> **What this task involves**:
Leave out the pictures and repeat the data exactly.

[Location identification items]
────────────────────

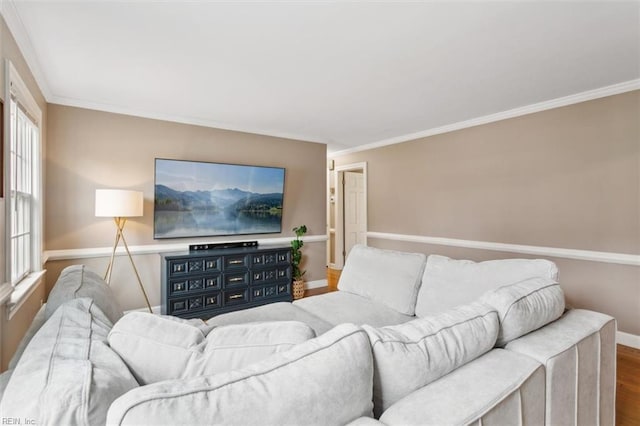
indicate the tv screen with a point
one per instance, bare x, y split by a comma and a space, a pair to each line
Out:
201, 199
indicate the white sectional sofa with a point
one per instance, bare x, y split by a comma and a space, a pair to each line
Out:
407, 340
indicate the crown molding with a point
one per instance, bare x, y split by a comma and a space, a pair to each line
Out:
589, 95
59, 100
11, 16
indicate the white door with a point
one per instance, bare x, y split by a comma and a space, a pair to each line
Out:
355, 220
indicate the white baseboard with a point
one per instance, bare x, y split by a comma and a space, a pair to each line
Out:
627, 339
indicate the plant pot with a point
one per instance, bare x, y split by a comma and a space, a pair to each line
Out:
298, 289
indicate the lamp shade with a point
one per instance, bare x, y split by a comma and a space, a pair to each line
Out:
119, 203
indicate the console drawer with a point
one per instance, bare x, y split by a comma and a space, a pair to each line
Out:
236, 261
236, 297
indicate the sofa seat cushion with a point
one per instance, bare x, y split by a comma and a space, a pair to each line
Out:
157, 348
38, 320
412, 355
525, 306
4, 381
280, 311
495, 389
68, 374
323, 381
448, 282
79, 281
389, 277
339, 307
578, 351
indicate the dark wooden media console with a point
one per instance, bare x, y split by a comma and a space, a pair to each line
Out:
201, 284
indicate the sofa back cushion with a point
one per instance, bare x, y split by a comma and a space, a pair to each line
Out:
525, 306
79, 281
448, 282
414, 354
323, 381
68, 375
157, 348
385, 276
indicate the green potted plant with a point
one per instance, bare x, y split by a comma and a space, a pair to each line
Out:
296, 259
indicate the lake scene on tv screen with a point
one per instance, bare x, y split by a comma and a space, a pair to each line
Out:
200, 199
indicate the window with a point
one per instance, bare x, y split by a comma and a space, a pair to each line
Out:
24, 139
23, 183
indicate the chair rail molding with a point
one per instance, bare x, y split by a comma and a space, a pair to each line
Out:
91, 252
588, 255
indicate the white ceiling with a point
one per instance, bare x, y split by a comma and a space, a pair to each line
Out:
342, 73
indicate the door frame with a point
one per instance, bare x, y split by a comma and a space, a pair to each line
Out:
338, 206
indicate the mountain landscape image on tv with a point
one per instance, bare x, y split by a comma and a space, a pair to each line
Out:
202, 199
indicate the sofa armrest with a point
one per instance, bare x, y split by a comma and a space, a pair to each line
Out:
500, 388
579, 354
365, 421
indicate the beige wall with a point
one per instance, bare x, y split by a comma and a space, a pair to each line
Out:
90, 149
11, 331
565, 178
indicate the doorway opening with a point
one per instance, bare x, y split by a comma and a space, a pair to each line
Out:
347, 211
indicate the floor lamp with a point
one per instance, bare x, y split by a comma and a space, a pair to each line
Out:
120, 204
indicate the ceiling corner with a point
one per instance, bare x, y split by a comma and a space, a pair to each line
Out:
9, 11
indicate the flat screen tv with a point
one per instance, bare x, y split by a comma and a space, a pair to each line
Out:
202, 199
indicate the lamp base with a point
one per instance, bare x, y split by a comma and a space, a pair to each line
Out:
120, 222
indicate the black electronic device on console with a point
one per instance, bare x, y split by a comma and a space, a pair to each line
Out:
214, 246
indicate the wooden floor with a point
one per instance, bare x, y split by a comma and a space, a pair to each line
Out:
628, 387
628, 380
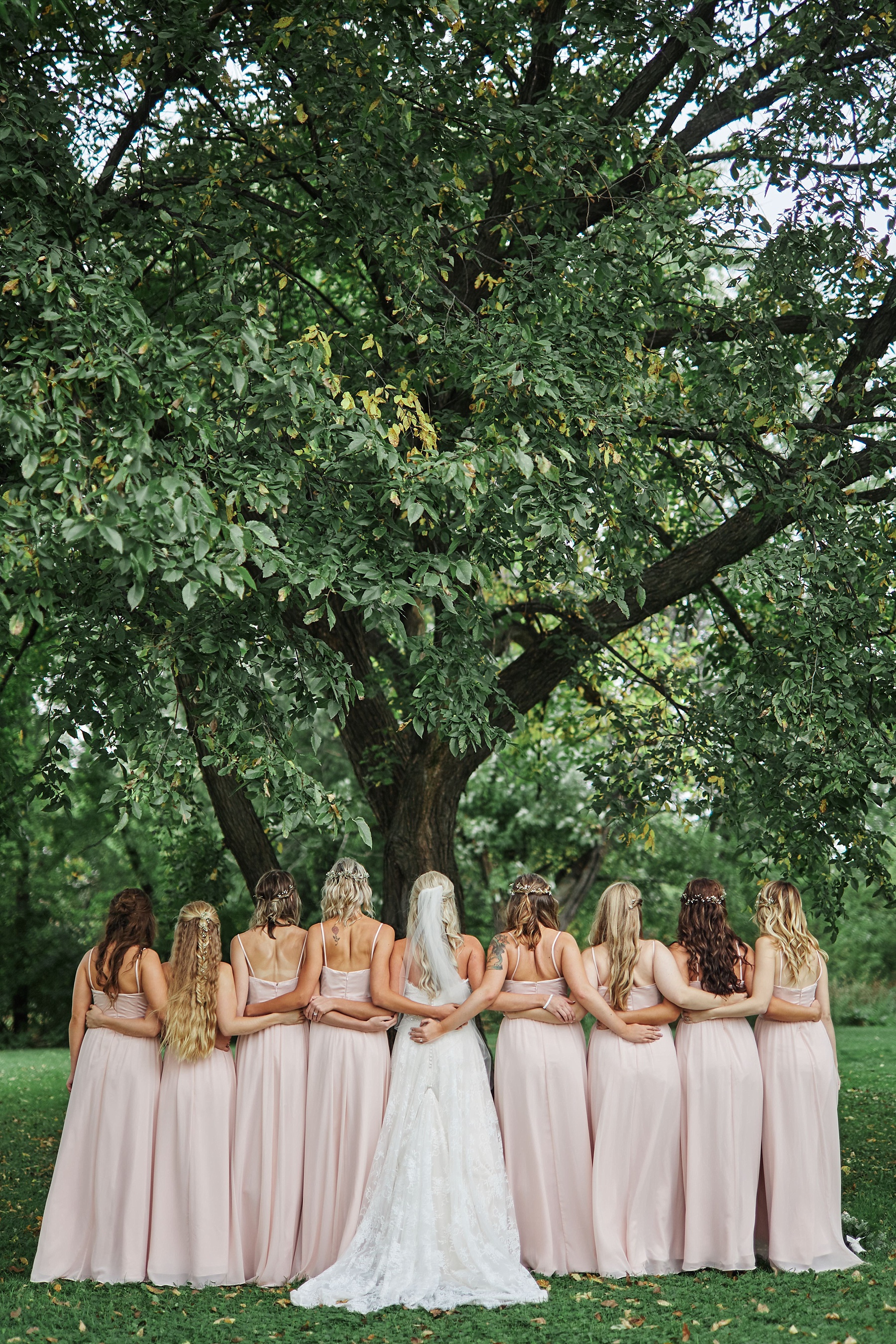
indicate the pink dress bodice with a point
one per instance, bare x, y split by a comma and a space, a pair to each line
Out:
537, 987
124, 1006
347, 984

────────────────────

> **Exercise answer**:
indicate the tv screen with a point
one per instance, bare x, y split by a comma and a space, a pair to each line
Out:
201, 199
indicate the white sectional sofa with a point
one per instance, bare x, y split by a comma and a space, a pair to each line
Out:
407, 340
indicate the crown molding with a point
one per instance, bare x, y split by a comma and a space, a pair to each line
Out:
589, 95
59, 100
11, 16
indicate the white door with a point
one per instance, bare x, y split by a comma and a space, a pair to each line
Out:
355, 220
indicate the white baseboard with a point
one per instance, bare x, y split by a comma and a space, a pair to each line
Out:
627, 339
indicate the plant pot with a point
one per instance, bare x, y split by a comma and a space, a pair to each line
Out:
298, 289
indicate the lamp shade with a point
one per instance, bare x, y split by a comma and a space, a pair to each line
Out:
119, 203
indicate the console drawer with a point
one per instance, bare x, y split by a comma and a space, a pair to each line
Out:
236, 261
236, 297
indicate the sofa seat cushion with a point
one per instance, bare x, y split by a comma and a space, a pair to each line
Out:
157, 348
38, 320
412, 355
525, 306
4, 381
280, 311
495, 389
68, 374
323, 381
448, 282
79, 281
389, 277
339, 307
578, 351
indicate the dark wooden media console with a point
one per instance, bare x, y split by a comma and a space, a pair to each line
Out:
201, 284
indicate the sofa back cushion with a point
one per instance, bare x, y split by a comma and a space, a pair to each line
Out:
525, 306
79, 281
448, 282
414, 354
323, 381
68, 375
157, 348
385, 276
indicate the green potted plant with a point
one per instance, bare x, y split by a comma and a space, a pair to each line
Out:
296, 259
indicate the lake scene on tv screen with a point
one per instance, bare x, y split by a comma and a space, a pair to each line
Out:
200, 199
indicate the window with a point
one per instance, bare x, y split by a comma and a space, a pair to each line
Out:
24, 139
23, 183
indicate the chair rail molding with a point
one per instance, bare x, y split by a comma and a space, a pair to each line
Out:
91, 252
588, 255
indicate the white ceiling with a point
one per instance, bare x, y split by a comma and a space, a pair to each line
Out:
342, 73
indicate the door frame with a point
one per instance, bare x, y split by a comma and a space, a pair to each line
Out:
338, 206
indicate the mountain landscape image on tv with a point
one per instance, bare x, y split by a comma and a space, a pair to each line
Out:
202, 199
indicate the sofa armrest with a point
one per instance, bare x, y split by a comma and a space, a pair to each line
Out:
500, 388
579, 354
365, 421
indicate the beige wall with a point
one per instance, bare x, y split by a comma and a space, a pair to each line
Out:
90, 149
11, 331
565, 178
indicate the doorway opening with a point
one per instance, bare x, y split by a comma and a space, a pair to each line
Out:
347, 211
indicate the floor lamp with a point
one per instance, bare x, y split by a comma and a space, a pair to each line
Out:
120, 204
indicate the ceiling corner with a point
one per instance, bare x, y split by a comma and a space, a pair to each line
Out:
9, 11
indicate the flat screen tv with a point
one per instance, bare x, y split by a comma and a space, a pair to each line
Out:
202, 199
indicate the lamp base with a point
one per instance, bare x, y split by a comma and a space, a pair to each line
Out:
120, 222
indicate the black electronic device on console with a point
one per instance, bare x, y split by a comma and a space, a pair to each line
Out:
214, 246
indicate the wooden floor with a point
one per instance, bare x, y split by a comma and a space, a pair to each line
Out:
628, 387
628, 380
indicate the pink dress bodice with a point
one per instance, bare x, y split by a comma and a space, a pair to each line
Out:
537, 987
124, 1006
347, 984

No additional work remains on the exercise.